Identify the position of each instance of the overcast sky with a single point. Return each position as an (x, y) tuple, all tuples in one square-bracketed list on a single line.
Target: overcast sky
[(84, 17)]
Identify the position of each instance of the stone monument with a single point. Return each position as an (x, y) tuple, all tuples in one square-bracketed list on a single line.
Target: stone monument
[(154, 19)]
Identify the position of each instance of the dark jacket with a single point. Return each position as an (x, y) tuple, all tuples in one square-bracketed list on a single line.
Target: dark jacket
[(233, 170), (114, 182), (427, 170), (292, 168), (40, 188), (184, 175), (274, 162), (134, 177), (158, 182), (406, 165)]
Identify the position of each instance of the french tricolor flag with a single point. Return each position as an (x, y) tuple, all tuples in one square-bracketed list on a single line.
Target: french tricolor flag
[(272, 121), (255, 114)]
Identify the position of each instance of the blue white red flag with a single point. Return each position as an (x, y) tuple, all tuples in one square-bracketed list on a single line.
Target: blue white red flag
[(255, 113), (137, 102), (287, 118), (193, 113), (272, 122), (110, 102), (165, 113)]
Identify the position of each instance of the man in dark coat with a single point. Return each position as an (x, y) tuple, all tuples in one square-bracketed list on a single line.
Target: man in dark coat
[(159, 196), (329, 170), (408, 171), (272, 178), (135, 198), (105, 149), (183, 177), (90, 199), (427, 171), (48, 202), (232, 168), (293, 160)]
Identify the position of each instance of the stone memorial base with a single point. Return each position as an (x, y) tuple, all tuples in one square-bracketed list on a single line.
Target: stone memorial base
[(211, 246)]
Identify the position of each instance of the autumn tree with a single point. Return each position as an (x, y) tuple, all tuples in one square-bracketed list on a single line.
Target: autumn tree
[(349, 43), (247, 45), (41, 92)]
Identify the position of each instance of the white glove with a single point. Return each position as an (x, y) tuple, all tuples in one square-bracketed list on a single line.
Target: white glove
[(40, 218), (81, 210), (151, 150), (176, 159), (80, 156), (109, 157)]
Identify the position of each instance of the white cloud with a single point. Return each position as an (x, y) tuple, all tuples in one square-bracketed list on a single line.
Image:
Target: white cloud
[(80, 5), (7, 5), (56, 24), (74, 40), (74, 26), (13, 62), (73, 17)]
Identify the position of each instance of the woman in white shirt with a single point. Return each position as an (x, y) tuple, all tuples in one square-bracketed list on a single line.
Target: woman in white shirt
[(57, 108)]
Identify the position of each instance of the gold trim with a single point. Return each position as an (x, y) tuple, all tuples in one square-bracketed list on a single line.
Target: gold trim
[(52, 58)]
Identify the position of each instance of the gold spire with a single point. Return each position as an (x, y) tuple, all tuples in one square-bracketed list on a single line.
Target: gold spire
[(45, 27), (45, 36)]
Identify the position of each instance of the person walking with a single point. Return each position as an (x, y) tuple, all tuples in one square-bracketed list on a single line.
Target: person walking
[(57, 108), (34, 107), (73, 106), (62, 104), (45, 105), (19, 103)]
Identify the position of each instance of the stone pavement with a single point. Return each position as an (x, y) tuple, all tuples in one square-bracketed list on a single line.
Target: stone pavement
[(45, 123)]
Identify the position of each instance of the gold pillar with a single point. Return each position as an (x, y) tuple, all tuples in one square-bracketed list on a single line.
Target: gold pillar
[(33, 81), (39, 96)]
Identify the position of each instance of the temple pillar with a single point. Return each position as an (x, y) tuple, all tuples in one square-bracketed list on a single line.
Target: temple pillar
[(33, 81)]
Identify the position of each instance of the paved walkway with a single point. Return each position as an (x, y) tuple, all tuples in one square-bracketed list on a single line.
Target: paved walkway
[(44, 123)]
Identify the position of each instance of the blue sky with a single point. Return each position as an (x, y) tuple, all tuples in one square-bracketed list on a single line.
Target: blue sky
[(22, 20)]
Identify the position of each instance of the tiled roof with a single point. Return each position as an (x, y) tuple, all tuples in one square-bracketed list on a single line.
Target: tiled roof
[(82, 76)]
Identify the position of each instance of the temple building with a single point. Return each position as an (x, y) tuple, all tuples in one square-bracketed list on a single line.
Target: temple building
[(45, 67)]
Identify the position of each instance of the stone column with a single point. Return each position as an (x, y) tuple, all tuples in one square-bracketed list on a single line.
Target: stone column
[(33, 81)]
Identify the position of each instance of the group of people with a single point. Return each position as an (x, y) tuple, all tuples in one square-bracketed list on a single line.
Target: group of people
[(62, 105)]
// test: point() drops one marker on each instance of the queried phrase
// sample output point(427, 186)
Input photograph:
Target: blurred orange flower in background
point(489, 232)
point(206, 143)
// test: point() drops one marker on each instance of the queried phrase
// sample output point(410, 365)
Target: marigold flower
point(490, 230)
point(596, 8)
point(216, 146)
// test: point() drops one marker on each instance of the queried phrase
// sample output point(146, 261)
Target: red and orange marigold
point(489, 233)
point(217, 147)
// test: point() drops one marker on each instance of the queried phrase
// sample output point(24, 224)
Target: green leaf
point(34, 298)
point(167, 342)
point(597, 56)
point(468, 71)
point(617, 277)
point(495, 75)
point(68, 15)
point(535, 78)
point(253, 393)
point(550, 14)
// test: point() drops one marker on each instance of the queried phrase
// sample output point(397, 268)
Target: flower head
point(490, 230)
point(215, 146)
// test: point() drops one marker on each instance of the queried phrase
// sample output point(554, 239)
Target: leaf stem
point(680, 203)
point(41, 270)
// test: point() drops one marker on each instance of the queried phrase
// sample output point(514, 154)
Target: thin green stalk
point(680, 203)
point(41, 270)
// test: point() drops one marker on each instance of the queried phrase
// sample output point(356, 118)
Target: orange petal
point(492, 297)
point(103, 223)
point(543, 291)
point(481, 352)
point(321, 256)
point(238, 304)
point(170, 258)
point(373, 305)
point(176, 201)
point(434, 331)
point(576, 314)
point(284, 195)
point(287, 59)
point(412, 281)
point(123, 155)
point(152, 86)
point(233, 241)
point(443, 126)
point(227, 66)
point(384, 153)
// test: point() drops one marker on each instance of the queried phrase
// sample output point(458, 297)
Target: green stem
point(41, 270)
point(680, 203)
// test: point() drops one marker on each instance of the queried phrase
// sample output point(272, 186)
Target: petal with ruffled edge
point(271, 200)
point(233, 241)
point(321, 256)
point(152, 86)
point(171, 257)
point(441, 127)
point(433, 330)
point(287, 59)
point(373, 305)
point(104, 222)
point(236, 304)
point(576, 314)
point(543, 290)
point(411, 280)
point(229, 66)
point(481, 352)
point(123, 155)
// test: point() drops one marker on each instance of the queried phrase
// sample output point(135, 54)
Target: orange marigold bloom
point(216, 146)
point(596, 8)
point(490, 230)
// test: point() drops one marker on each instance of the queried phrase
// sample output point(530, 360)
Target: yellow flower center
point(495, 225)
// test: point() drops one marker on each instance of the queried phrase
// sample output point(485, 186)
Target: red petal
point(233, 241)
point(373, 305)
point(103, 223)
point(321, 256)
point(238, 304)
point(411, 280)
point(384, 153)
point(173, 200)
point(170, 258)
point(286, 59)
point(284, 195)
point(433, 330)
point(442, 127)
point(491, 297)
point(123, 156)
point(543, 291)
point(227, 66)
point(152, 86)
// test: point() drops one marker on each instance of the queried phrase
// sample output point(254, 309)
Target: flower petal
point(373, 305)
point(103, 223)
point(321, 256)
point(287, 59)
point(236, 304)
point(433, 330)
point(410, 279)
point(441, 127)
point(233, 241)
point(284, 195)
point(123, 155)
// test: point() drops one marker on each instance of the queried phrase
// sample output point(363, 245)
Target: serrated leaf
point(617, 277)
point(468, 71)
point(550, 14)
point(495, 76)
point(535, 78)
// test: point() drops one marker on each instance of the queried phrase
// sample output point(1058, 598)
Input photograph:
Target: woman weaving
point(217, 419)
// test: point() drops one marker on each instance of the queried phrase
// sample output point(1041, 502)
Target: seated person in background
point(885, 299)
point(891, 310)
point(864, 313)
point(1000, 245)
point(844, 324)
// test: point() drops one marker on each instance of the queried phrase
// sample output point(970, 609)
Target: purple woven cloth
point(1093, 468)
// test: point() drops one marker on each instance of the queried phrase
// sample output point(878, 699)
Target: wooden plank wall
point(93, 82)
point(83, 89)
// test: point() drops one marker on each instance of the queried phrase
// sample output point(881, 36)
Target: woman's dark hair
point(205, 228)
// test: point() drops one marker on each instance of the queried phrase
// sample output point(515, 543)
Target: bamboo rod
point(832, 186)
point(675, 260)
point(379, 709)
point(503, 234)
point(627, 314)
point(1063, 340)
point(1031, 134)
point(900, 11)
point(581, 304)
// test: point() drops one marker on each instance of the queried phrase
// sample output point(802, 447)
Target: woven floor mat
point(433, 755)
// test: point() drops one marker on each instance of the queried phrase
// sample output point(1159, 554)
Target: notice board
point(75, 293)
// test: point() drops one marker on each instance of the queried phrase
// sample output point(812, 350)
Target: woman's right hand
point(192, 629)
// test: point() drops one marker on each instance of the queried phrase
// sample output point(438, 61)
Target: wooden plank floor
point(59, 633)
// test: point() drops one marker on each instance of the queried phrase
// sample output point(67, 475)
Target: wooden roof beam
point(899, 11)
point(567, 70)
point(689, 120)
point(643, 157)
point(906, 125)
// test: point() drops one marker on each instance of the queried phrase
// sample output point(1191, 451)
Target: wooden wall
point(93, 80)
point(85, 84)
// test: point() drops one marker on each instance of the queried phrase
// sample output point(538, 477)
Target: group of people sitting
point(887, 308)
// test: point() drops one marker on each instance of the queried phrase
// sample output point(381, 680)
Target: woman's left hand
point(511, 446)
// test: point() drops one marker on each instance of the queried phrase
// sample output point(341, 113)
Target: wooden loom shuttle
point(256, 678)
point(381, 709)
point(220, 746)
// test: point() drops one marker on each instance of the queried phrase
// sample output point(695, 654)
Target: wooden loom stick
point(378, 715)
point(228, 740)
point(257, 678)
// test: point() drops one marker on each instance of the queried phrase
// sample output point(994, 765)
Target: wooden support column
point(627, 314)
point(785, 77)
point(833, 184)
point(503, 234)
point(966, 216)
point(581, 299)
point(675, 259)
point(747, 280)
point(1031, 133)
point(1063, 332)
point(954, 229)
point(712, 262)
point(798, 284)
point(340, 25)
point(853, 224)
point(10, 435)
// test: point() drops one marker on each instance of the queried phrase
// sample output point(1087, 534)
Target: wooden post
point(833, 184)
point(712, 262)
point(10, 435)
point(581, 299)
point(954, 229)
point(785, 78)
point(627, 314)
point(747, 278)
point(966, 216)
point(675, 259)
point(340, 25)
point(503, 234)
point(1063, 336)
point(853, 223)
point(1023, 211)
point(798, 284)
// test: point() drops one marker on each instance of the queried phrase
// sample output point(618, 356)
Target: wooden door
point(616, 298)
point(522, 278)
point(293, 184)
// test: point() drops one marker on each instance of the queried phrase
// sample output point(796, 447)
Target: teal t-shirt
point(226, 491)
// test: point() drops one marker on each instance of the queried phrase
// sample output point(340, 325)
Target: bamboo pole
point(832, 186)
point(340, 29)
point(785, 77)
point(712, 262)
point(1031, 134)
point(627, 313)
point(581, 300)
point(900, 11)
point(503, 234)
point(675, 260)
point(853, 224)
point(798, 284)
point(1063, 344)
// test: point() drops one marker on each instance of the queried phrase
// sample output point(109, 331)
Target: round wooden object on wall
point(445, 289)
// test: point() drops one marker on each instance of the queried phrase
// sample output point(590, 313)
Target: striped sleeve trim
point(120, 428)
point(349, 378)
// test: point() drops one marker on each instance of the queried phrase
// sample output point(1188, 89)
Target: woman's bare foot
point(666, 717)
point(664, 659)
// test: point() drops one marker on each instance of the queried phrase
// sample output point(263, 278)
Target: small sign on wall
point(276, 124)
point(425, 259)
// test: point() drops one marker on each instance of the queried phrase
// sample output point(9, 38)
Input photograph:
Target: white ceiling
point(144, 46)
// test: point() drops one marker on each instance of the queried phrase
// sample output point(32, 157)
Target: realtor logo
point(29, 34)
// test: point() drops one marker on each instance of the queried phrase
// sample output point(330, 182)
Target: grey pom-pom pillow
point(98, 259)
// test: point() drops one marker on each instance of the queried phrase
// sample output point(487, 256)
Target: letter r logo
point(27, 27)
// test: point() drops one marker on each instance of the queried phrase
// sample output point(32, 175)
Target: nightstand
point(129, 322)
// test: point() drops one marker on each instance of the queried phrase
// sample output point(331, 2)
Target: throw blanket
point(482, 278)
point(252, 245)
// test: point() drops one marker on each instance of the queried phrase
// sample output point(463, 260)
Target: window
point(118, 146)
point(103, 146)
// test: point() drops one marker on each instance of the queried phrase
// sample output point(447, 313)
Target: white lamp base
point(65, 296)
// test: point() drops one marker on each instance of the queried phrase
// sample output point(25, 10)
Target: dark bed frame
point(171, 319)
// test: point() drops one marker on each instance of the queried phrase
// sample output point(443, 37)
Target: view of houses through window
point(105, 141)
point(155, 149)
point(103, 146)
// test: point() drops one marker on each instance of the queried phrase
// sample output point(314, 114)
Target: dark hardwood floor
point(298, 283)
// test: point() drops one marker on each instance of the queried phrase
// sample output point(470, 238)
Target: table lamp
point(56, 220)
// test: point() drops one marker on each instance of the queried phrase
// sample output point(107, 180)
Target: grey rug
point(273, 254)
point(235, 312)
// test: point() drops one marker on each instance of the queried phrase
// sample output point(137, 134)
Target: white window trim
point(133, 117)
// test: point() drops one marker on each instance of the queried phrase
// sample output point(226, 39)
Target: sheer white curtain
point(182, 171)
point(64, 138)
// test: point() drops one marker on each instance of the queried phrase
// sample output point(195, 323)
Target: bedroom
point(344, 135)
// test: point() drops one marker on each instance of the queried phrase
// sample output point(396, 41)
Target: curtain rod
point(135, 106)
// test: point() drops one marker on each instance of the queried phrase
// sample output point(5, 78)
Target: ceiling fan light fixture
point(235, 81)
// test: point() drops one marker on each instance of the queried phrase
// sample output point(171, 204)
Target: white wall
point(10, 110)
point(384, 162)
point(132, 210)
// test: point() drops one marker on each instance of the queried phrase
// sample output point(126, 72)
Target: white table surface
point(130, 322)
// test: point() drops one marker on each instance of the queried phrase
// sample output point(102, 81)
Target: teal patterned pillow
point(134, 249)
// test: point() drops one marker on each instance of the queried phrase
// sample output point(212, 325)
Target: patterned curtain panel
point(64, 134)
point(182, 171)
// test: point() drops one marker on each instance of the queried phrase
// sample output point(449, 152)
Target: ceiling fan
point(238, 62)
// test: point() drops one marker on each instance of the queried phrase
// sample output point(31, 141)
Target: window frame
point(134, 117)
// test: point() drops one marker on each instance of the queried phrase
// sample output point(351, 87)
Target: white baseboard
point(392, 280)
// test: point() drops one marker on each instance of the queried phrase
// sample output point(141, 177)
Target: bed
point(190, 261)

> [What you have to do]: Copy the material word for word, from the line with "Identify the position of each instance of the woman" up to and including the line with "[(45, 27), (45, 36)]".

> [Answer to the problem]:
Identify the position of each instance of the woman in white shirt with a single point. Return each position as an (x, y) tuple, all tuples in one square-bracketed list on a single line.
Target: woman in white shirt
[(57, 108)]
Identify the position of each instance of the gold trim with a single point. Return each position as an (x, y) tuple, all tuples in one square-bracketed list on a single line.
Target: gold trim
[(52, 58)]
Identify the position of each instance of the gold spire with a single point. Return each position as an (x, y) tuple, all tuples in one square-bracketed list on a single line.
Target: gold spire
[(45, 27), (45, 36)]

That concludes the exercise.